Instruction ->
Print the flex shape-validation question below word for word, in full.

Selected extract ->
I have a flex program written in C++ that needs to complete the following rules:
I want yytext to accept the following:
○ Zero or one of the following characters ABCDEFGH
For example - input:
"triangle ABC" is a valid shape and I want the program to print "Valid shape"
"triangle AAC" is not a valid shape because it contains a double A and I want the program to print nothing in this case
"triangle ABCD" is not a valid shape because it contains four letters and I want the program to print nothing in this case too.
The code below and what regular expressions I tried so far:
%{
/** Methods and Variables initialization **/
%}
corner corner" "[A-H]
line line" "[A-H]{2}
triangle triangle" "[A-H]{3}
square rectangle" "[A-H]{4}
poly pentagon" "[A-H]{5}
hexa hexagon" "[A-H]{6}
hepta heptagon" "[A-H]{7}
octa octagon" "[A-H]{8}
/** Below is the rule section -- yytext is the matched string returned to the program **/
%%
{corner}
{line} |
{triangle} |
{square} |
{poly} |
{hexa} |
{hepta} |
{octa} {
printf("Valid shape: %s", yytext);
}
.

Dataset entries ->
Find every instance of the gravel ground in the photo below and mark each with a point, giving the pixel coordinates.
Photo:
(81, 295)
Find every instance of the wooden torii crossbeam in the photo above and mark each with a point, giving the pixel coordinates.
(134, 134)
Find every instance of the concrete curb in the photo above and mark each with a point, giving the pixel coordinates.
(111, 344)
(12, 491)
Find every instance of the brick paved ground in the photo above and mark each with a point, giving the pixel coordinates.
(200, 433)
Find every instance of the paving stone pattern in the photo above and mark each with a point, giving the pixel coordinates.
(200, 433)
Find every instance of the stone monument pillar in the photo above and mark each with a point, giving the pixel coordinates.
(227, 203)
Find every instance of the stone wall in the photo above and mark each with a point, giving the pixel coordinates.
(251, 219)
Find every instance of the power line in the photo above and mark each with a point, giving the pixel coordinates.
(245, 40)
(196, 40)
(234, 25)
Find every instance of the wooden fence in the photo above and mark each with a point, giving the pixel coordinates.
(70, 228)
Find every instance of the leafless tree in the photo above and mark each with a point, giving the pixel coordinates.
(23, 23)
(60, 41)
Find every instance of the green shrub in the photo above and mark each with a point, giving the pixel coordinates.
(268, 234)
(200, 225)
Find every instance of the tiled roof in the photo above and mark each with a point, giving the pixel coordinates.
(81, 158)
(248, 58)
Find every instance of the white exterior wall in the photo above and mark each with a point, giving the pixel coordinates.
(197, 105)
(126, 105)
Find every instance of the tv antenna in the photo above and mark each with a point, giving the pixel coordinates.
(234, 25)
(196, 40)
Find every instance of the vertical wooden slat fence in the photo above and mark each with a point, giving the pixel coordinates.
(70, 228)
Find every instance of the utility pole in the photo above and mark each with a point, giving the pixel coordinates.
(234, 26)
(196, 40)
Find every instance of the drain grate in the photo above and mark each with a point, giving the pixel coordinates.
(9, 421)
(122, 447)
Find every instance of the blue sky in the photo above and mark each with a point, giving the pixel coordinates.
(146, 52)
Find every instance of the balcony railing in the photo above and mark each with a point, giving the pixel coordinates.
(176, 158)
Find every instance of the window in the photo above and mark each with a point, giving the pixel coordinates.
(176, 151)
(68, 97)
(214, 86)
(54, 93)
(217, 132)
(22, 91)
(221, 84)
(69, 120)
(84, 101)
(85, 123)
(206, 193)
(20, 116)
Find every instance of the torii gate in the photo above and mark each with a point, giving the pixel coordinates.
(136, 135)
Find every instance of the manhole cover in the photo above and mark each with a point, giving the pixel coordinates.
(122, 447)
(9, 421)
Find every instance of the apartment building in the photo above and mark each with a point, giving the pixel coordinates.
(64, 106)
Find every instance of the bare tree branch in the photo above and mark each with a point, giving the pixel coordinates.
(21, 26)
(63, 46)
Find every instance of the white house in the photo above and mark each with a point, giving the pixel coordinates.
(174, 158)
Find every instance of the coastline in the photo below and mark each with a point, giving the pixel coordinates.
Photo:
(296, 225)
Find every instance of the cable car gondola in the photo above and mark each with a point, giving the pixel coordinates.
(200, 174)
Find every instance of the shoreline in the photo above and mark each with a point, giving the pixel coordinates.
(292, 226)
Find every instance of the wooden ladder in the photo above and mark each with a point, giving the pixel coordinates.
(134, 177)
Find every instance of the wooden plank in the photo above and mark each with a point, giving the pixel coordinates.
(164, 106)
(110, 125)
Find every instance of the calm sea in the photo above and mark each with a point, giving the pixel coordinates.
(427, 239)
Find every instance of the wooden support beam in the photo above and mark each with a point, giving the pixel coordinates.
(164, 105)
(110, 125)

Result ->
I have a flex program written in C++ that needs to complete the following rules:
I want yytext to accept the following:
○ Zero or one of the following characters ABCDEFGH
For example - input:
"triangle ABC" is a valid shape and I want the program to print "Valid shape"
"triangle AAC" is not a valid shape because it contains a double A and I want the program to print nothing in this case
"triangle ABCD" is not a valid shape because it contains four letters and I want the program to print nothing in this case too.
The code below and what regular expressions I tried so far:
%{
/** Methods and Variables initialization **/
%}
corner corner" "[A-H]
line line" "[A-H]{2}
triangle triangle" "[A-H]{3}
square rectangle" "[A-H]{4}
poly pentagon" "[A-H]{5}
hexa hexagon" "[A-H]{6}
hepta heptagon" "[A-H]{7}
octa octagon" "[A-H]{8}
/** Below is the rule section -- yytext is the matched string returned to the program **/
%%
{corner}
{line} |
{triangle} |
{square} |
{poly} |
{hexa} |
{hepta} |
{octa} {
printf("Valid shape: %s", yytext);
}
.